GIVEN EXERCISE -
In the PyWaveletPanel project description, which module contains the SAW Estimator?

Wavelet-based panel data econometrics: structural breaks, scale-by-scale regression, and unit root testing.
Project description
🌊 PyWaveletPanel
Wavelet-Based Panel Data Econometrics in Python
PyWaveletPanel is a Python library for wavelet-based panel data analysis. It implements econometric methods from five papers, providing tools for scale-by-scale panel regression, structural break detection, and panel unit root testing, together with journal-quality tables and publication-grade plots.
This document is a complete usage guide with full syntax for every public function and class.
📚 Table of Contents
- Implemented Papers
- Installation
- Quick Start
- Data Conventions
- API Reference
- Scale Interpretation
- Examples
- References
📑 Implemented Papers
| # | Paper | Method | Module |
|---|---|---|---|
| 1 | Bada et al. (2021) — A Wavelet Method for Panel Models with Jump Discontinuities | SAW Estimator, Post-SAW | structural_breaks |
| 2 | Karlsson et al. (2020) — Unveiling Time-dependent Dynamics: Oil Prices & Exchange Rates | MODWT Panel OLS | panel_regression |
| 3 | Almasri et al. (2016) — Wavelet-based Panel Unit-root Test with Structural Breaks | WDWT, WMODWT | unit_root |
| 4 | Gallegati et al. (2015) — Productivity and Unemployment: Scale-by-scale Panel Analysis | Scale-by-scale Panel FE | panel_regression |
| 5 | Li & Shukur (2013) — Testing for Unit Roots in Panel Data Using Wavelet Ratio | Wavelet Ratio IPS | unit_root |
🚀 Installation
git clone https://github.com/merwanroudane/pywaveletpanel.git
cd pywaveletpanel
# Install in development mode (recommended — makes `import pywaveletpanel` work anywhere)
pip install -e .
# Or install dependencies only
pip install -r requirements.txt
Note: If you do not
pip install, you must run scripts from the repo root or setPYTHONPATHto the repo directory, otherwiseimport pywaveletpanelfails withModuleNotFoundError.

DATA ROWS -
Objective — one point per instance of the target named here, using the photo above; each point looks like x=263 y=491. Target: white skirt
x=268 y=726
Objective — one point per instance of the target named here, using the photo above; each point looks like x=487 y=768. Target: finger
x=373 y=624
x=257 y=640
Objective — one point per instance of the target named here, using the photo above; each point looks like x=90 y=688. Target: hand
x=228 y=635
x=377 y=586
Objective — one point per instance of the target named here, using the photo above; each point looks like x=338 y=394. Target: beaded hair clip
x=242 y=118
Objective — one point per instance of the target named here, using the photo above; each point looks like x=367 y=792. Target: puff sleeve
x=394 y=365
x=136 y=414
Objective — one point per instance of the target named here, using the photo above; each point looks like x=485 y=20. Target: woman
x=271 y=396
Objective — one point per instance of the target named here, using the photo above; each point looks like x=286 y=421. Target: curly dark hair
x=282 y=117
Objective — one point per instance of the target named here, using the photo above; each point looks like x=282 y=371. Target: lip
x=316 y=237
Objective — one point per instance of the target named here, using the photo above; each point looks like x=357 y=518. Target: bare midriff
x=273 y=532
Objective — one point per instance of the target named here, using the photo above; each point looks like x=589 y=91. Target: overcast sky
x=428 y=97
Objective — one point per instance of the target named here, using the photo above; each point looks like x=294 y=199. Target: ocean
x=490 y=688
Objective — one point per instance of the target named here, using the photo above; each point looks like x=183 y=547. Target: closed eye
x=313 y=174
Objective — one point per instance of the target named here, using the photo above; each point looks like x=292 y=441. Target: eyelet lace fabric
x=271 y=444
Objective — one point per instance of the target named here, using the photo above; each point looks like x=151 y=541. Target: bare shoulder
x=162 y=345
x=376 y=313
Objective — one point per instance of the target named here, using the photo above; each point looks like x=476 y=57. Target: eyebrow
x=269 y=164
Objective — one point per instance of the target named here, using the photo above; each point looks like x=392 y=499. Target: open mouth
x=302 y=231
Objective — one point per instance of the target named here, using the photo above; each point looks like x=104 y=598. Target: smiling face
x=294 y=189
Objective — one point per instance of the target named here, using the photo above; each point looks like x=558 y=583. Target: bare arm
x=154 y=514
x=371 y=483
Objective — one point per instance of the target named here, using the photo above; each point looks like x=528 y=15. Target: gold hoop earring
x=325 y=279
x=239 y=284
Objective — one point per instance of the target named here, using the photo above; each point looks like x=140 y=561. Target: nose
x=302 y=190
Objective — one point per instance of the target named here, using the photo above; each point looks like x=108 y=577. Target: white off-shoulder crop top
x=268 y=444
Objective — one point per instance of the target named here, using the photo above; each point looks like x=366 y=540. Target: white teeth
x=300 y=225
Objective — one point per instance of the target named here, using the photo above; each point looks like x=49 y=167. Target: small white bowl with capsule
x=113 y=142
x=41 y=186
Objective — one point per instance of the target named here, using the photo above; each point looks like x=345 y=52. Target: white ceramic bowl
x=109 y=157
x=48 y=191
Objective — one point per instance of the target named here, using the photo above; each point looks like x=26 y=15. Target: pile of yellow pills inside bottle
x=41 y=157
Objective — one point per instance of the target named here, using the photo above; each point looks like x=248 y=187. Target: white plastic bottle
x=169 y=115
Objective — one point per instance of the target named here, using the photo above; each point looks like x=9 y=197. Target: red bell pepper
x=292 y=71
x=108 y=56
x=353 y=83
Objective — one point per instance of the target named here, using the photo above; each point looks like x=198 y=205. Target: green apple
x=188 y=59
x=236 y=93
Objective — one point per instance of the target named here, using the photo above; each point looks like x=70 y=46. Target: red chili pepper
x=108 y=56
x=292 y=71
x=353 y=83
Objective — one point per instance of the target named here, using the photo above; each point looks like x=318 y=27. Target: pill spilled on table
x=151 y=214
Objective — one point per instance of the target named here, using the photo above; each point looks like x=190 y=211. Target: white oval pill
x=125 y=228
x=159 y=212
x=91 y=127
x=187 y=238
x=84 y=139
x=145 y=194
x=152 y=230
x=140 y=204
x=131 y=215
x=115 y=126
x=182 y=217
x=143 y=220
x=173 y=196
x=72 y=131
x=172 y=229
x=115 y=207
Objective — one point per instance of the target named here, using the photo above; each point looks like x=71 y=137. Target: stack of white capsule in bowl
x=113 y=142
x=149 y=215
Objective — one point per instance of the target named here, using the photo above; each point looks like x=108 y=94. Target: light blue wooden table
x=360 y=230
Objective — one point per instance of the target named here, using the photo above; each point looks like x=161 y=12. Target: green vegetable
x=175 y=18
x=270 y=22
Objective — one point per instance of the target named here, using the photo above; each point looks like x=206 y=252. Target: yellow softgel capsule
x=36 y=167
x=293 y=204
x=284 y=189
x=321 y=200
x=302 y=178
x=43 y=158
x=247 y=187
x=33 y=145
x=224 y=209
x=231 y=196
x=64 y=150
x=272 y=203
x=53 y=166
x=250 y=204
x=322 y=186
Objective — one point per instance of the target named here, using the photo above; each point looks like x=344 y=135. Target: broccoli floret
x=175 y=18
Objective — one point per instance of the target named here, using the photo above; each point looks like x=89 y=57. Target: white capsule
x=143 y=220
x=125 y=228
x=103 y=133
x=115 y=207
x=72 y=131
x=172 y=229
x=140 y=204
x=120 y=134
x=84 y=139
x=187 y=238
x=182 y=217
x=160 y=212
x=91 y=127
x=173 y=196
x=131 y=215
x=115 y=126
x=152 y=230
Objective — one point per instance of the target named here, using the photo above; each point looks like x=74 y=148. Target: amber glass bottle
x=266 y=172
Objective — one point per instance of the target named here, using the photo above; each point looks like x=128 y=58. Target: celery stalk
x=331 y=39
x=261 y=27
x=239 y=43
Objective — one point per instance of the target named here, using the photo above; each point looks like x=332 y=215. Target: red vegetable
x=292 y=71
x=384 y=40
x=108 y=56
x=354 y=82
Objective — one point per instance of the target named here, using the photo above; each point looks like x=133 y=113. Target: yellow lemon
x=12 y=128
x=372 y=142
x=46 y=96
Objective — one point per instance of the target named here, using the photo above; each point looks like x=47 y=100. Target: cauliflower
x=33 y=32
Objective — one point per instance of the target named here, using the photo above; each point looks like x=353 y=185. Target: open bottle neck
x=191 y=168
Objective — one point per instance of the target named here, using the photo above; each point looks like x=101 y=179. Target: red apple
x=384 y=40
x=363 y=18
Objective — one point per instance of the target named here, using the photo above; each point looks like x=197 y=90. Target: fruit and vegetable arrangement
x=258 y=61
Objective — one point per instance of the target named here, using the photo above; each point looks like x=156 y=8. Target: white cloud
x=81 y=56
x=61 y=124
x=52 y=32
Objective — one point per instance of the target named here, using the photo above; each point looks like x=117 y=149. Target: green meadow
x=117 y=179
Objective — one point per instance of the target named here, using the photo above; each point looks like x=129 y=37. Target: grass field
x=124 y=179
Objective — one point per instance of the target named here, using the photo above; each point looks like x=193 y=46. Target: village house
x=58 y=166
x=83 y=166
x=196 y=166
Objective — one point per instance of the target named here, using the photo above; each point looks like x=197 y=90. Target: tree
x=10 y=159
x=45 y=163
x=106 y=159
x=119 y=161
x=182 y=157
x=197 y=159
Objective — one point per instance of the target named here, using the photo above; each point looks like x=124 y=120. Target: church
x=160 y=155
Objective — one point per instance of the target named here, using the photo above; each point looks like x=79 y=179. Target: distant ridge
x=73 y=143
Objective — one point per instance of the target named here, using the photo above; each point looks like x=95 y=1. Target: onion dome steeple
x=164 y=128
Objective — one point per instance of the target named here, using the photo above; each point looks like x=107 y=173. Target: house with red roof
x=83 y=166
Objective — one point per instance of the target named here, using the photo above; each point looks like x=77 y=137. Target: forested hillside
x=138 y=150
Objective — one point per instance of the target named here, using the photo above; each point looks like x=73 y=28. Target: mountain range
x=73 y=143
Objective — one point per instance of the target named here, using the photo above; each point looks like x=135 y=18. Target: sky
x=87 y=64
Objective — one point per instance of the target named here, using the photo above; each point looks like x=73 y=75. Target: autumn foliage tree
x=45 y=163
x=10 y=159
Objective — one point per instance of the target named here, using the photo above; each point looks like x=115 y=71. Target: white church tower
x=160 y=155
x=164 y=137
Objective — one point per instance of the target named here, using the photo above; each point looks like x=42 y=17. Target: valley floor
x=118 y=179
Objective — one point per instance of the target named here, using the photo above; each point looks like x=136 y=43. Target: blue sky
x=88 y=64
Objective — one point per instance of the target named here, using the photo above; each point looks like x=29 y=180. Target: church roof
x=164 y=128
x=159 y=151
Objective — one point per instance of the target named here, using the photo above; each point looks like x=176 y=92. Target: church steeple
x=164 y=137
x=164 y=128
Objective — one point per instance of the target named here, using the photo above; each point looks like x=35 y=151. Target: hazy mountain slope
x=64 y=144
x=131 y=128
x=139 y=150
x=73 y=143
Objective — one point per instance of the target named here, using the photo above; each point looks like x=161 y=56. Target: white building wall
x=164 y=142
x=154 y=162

---

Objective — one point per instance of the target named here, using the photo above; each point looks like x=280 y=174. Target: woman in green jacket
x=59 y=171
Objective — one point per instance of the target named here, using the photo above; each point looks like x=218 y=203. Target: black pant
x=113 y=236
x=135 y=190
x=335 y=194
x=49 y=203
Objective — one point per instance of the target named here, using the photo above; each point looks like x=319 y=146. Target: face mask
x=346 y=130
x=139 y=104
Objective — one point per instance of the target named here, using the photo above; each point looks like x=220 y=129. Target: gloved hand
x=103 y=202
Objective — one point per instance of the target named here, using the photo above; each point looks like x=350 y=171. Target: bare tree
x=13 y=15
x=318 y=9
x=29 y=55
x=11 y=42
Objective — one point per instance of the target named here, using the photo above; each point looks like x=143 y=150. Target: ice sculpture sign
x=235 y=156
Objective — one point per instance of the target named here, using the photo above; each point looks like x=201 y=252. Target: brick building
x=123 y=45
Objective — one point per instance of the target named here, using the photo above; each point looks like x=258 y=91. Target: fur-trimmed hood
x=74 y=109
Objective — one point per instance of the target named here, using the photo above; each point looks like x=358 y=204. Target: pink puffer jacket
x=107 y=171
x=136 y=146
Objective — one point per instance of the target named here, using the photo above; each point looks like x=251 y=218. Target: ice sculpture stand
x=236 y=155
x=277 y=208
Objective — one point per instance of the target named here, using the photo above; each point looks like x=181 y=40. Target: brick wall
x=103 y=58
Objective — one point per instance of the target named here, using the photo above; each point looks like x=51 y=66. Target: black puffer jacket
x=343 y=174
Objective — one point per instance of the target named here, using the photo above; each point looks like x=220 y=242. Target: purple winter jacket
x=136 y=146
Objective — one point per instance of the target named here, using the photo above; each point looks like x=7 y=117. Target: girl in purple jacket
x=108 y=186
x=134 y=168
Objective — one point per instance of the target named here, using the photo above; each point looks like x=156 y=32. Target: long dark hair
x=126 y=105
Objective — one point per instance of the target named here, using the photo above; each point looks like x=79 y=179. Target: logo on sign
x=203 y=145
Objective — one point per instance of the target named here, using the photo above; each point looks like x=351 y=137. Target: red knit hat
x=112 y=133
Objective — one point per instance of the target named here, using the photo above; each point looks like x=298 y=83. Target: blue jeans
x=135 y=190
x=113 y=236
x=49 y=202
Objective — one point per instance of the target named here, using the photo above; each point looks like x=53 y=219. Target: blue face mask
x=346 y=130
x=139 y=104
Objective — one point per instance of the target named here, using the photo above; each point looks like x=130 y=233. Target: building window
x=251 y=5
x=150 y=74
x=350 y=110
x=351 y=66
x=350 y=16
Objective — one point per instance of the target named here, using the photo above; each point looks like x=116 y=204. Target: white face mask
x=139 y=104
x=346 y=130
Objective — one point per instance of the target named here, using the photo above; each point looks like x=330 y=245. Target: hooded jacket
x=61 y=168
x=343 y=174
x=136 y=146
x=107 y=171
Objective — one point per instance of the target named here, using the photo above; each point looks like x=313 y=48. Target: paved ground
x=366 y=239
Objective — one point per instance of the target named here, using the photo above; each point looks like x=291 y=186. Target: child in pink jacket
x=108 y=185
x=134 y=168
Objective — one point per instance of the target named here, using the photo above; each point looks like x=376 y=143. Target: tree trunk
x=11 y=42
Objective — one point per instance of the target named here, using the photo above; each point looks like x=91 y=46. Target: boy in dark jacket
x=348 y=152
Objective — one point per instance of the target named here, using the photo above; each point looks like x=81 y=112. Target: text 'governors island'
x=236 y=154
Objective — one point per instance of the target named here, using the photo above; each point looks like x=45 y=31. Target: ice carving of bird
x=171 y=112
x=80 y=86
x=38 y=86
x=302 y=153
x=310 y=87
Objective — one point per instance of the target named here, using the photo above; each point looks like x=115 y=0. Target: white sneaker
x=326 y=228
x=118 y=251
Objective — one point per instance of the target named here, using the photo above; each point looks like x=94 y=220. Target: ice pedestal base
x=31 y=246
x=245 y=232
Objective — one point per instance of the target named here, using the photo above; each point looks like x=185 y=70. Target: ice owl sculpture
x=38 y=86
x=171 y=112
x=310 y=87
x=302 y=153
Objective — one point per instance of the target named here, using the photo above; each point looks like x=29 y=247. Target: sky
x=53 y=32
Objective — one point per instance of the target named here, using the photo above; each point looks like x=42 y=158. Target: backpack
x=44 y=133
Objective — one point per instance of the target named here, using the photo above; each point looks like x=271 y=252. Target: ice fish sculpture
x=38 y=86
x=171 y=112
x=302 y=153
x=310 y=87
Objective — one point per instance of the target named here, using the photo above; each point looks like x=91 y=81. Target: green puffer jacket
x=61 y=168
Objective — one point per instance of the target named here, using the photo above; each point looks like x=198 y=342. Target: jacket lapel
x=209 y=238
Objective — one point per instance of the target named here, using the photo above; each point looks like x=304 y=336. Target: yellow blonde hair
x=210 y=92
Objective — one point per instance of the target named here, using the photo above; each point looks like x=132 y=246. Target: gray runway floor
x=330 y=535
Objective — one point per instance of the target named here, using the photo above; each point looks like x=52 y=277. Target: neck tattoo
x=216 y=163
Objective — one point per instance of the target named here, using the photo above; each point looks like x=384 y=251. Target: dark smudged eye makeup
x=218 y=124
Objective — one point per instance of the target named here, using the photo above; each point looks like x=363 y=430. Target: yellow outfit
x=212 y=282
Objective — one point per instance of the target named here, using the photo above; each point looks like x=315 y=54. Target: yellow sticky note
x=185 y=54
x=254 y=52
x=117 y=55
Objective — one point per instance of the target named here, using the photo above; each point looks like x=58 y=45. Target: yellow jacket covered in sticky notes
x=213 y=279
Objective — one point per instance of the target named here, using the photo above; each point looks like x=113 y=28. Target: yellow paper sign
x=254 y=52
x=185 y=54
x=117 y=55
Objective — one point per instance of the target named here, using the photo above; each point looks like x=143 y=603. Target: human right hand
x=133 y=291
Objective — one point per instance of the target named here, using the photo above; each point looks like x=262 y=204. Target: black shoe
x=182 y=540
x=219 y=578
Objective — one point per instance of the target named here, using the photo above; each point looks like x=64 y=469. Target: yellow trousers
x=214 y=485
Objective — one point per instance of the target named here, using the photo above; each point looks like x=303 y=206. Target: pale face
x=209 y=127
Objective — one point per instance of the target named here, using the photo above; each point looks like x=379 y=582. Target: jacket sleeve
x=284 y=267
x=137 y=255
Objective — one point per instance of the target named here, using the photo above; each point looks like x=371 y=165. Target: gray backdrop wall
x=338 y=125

---

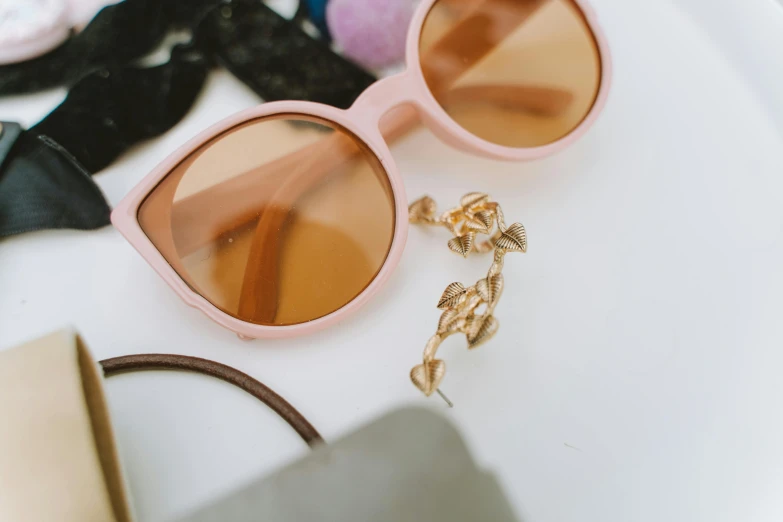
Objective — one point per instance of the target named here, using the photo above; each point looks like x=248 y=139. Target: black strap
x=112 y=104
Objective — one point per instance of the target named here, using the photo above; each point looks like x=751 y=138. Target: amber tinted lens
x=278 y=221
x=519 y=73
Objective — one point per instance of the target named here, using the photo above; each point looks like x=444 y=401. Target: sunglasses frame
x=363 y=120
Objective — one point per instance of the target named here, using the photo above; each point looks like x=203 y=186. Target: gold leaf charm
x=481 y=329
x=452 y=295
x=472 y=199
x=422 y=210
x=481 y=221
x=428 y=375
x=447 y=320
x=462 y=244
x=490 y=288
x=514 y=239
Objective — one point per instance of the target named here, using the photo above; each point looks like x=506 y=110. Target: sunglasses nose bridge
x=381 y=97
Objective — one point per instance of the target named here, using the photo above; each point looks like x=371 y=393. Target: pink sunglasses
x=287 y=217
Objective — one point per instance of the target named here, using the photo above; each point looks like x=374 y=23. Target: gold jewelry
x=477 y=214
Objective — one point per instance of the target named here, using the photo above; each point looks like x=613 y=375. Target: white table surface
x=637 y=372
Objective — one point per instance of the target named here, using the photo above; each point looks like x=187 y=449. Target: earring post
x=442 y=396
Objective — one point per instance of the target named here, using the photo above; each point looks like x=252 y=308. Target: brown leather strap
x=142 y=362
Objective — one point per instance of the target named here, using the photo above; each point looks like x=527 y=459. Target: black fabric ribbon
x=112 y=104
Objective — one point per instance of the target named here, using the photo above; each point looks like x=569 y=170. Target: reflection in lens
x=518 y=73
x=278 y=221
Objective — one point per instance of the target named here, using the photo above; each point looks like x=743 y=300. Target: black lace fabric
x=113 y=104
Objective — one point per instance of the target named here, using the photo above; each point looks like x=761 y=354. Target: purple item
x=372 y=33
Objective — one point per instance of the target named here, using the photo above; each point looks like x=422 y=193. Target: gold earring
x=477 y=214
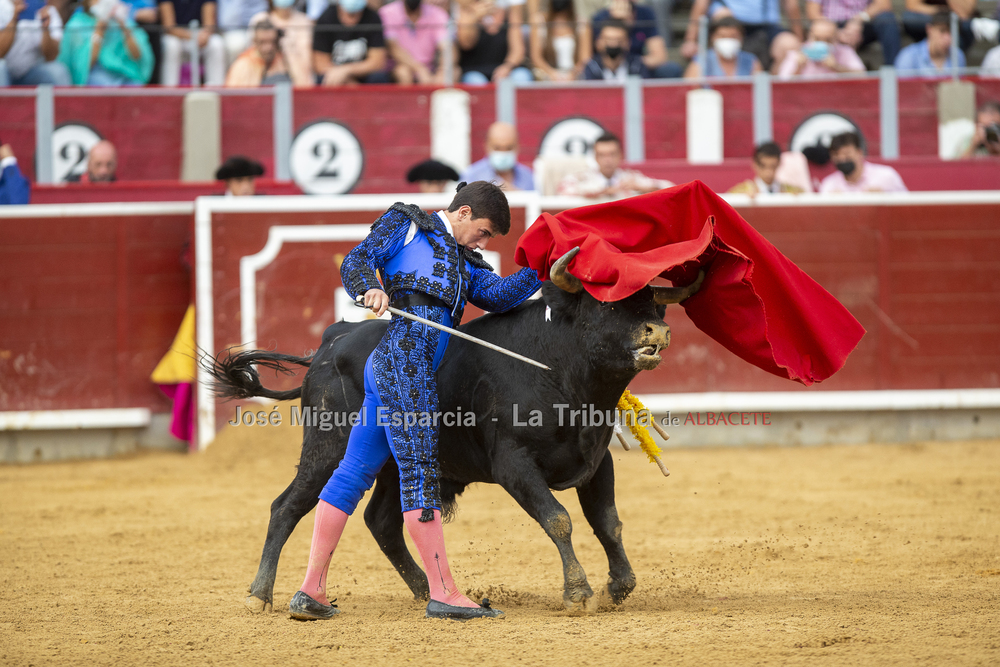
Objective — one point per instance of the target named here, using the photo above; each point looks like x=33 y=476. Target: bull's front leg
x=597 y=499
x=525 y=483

SOLUTION FOR THIS EXERCISE -
structural_breaks